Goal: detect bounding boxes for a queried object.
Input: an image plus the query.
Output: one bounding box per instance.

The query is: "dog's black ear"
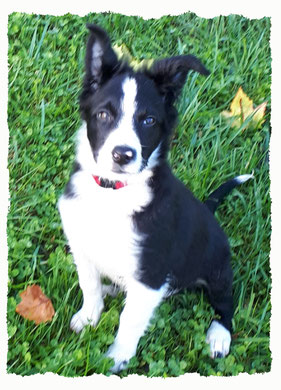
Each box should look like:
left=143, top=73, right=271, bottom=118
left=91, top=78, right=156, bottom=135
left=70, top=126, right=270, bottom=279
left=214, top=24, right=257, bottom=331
left=85, top=24, right=118, bottom=91
left=148, top=55, right=210, bottom=104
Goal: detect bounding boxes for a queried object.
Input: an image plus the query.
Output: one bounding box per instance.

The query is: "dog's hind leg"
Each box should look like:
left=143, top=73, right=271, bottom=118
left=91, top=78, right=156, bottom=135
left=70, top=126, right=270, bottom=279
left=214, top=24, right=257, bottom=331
left=203, top=266, right=233, bottom=358
left=107, top=281, right=166, bottom=372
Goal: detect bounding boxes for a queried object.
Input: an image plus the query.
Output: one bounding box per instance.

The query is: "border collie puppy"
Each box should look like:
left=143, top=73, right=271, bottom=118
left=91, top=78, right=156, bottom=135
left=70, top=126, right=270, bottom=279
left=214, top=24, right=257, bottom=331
left=58, top=25, right=250, bottom=372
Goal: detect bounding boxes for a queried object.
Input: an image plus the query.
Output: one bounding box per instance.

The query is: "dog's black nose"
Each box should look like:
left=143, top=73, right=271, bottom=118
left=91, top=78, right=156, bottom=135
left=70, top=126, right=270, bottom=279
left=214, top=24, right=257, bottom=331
left=112, top=146, right=136, bottom=165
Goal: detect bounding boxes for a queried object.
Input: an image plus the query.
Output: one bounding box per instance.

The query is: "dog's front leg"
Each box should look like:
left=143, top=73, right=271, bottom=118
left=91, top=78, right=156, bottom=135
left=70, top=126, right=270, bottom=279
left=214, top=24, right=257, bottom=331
left=70, top=253, right=104, bottom=333
left=107, top=281, right=166, bottom=372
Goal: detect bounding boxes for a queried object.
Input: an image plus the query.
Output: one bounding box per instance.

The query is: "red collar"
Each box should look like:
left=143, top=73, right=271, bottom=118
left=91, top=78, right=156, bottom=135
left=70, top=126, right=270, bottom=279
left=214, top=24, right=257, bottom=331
left=92, top=175, right=128, bottom=190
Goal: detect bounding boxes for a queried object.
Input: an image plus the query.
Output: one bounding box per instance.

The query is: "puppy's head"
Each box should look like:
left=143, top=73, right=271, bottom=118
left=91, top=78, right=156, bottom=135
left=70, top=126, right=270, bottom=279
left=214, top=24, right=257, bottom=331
left=80, top=25, right=209, bottom=179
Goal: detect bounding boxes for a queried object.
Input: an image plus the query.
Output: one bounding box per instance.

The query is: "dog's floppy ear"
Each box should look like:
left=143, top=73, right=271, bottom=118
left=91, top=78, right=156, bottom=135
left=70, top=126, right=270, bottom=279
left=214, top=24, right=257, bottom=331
left=85, top=24, right=118, bottom=91
left=148, top=55, right=210, bottom=104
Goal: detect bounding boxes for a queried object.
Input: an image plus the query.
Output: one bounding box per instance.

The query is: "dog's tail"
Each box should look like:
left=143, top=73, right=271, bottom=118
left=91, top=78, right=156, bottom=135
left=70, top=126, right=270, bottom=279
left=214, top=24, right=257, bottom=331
left=205, top=173, right=254, bottom=213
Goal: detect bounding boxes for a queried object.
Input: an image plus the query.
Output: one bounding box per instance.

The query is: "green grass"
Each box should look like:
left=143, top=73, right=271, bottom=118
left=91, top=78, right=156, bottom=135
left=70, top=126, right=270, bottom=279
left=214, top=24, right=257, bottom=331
left=7, top=13, right=271, bottom=377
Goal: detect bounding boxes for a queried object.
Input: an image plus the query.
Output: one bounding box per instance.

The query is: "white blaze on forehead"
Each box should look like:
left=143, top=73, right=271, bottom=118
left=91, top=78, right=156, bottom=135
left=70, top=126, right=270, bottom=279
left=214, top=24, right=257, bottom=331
left=94, top=77, right=142, bottom=177
left=121, top=77, right=137, bottom=125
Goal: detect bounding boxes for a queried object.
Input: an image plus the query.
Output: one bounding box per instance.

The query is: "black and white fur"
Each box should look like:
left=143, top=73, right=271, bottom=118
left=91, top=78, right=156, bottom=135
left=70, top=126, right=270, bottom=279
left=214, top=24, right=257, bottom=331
left=59, top=25, right=250, bottom=372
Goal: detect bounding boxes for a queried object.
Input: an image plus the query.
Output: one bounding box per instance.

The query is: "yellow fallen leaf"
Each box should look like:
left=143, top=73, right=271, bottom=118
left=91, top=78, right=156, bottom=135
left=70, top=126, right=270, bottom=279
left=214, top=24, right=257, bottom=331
left=16, top=284, right=55, bottom=325
left=113, top=44, right=154, bottom=71
left=221, top=87, right=267, bottom=128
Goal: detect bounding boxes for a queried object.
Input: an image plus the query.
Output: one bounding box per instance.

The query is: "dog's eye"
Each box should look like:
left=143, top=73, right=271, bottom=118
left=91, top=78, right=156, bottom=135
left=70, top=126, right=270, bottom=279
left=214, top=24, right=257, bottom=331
left=143, top=116, right=156, bottom=126
left=97, top=111, right=111, bottom=122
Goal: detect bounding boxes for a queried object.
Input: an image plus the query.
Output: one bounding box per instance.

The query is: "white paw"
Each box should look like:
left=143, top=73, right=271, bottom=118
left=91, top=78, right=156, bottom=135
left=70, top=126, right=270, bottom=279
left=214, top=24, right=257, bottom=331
left=102, top=284, right=120, bottom=298
left=70, top=303, right=103, bottom=333
left=106, top=342, right=135, bottom=373
left=206, top=321, right=231, bottom=359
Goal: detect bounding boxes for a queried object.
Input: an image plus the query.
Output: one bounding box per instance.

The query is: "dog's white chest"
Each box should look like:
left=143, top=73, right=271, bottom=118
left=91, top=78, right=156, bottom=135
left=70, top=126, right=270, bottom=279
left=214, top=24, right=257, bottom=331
left=59, top=172, right=150, bottom=287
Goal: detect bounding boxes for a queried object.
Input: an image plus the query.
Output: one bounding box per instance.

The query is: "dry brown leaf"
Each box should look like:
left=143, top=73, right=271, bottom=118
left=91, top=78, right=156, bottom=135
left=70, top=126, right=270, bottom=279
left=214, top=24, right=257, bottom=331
left=16, top=284, right=55, bottom=325
left=222, top=87, right=267, bottom=128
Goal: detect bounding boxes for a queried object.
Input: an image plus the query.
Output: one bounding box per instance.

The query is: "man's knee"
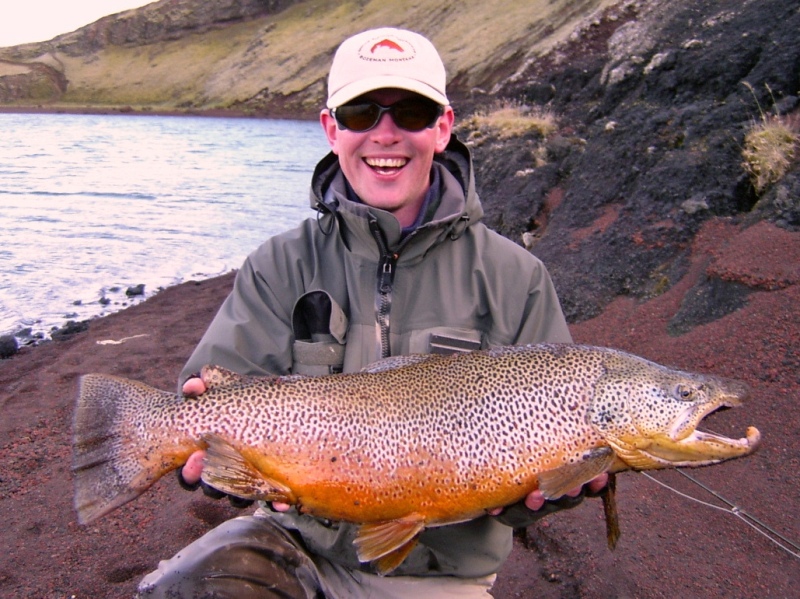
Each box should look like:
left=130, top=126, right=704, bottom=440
left=139, top=516, right=319, bottom=599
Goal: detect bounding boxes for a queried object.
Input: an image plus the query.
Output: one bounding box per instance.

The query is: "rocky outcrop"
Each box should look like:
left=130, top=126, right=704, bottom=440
left=0, top=60, right=67, bottom=104
left=475, top=0, right=800, bottom=322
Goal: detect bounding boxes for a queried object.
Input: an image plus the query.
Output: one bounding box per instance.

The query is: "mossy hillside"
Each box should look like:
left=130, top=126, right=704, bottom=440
left=0, top=0, right=613, bottom=113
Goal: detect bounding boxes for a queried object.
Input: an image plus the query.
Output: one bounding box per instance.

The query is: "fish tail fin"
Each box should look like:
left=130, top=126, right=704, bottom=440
left=72, top=374, right=195, bottom=524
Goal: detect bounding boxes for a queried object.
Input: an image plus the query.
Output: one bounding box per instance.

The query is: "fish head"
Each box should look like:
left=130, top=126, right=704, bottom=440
left=587, top=354, right=761, bottom=470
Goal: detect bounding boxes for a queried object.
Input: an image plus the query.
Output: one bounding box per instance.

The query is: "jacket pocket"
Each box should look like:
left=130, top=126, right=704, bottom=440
left=292, top=291, right=348, bottom=376
left=410, top=327, right=484, bottom=354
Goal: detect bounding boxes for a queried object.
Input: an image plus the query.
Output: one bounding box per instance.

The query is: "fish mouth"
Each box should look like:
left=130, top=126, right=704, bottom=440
left=647, top=394, right=761, bottom=466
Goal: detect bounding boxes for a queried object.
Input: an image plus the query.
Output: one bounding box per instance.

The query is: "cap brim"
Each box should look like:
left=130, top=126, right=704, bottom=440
left=327, top=75, right=450, bottom=108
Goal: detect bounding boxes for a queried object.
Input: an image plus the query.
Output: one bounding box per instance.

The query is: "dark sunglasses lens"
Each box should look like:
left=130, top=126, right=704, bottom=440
left=391, top=98, right=440, bottom=131
left=334, top=98, right=441, bottom=131
left=334, top=103, right=381, bottom=131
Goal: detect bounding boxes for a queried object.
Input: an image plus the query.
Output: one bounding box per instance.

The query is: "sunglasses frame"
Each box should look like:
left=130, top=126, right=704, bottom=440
left=330, top=98, right=444, bottom=133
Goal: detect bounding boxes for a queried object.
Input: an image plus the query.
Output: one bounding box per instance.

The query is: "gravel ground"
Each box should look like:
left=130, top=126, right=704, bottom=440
left=0, top=219, right=800, bottom=599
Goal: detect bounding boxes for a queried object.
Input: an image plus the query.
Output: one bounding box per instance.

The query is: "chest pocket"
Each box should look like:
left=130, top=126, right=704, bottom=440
left=410, top=327, right=484, bottom=354
left=292, top=291, right=348, bottom=376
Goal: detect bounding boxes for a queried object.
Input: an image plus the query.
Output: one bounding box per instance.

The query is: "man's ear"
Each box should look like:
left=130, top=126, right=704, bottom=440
left=319, top=108, right=339, bottom=154
left=434, top=106, right=456, bottom=154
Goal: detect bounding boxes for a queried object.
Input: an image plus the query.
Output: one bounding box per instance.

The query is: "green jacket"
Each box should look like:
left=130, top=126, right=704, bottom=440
left=181, top=137, right=571, bottom=577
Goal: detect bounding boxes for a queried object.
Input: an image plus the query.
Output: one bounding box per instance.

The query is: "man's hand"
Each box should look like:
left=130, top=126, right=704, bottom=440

--------------------------------

» Task to complete
How many lines of the records above contain the string "puppy", with case counting? Reply with only the number.

» Written solution
2